Em 1995, Adiva Nunes Pereira e seu esposo José Pereira realizaram um sonho que alentaram por 20 anos: conseguiram comprar um pedaço de terra e voltar a viver do que suas mãos produziam no campo. O casal juntou todo o dinheiro que a família tinha economizado por anos, vendeu algumas propriedades e comprou os direitos de posse de 2,5 hectares. A posse estava localizada na Fazenda Conceição, a 13km da cidade de Niquelândia, onde a família residia.
Eles sabiam que era uma posse, ou seja, a área não estava legalizada, mas ser posseiro era um costume muito difundido na região e não os assustava. O mais importante era retornar ao campo, conta Adiva:
“Quando comprei a posse não tinha anda aqui, nem água nem energia elétrica, usávamos lamparina. Só tinha um barraco lá que era preciso abaixar para entrar dentro. Era um barraco de pau a pique, de dentro via se tudo para fora e vice versa”.
Na época, pagaram R$ 5 mil pela posse e logo construíram um barraco de tábuas, mas que lhes davam melhores condições para viver. A comunidade era constituída por apenas seis posseiros.
Dois anos depois, em 1997, o Sindicato dos Trabalhadores Rurais de Niquelândia organizou um grupo de camponeses sem-terra que ocupou e reivindicou a desapropriação da Fazenda Conceição para a Reforma Agrária. Supostamente, a Fazenda pertencia ao Grupo Votorantim, que operava a Companhia Níquel Tocantins.
O município de Niquelândia é o maior produtor de níquel do Estado de Goiás e um dos maiores do mundo. Além disso, possui outros 120 tipos diferentes de minérios em seu subsolo, como ouro, cristal, cobre, cobalto, etc. As jazidas de Níquel foram descobertas em 1904, mas o primeiro lote de níquel só foi explorado em 1981, pela então Companhia Níquel Tocantins, já de propriedade do Grupo Votorantim. O Grupo Votorantim é um dos maiores conglomerados industriais do país, pertencentes à família Ermírio de Moraes, grandes industriais paulistas e proprietárias de uma das maiores fortunas do mundo.
__________
Pedido escrito: De acordo com o texto sobre a posse na Fazenda Conceição, quanto Adiva e José pagaram pela posse?

Dados disponíveis:
__________
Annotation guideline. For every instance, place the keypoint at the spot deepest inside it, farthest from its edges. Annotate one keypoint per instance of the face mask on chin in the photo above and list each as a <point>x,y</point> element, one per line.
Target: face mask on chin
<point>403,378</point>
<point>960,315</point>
__________
Solução completa: R$ 5 mil.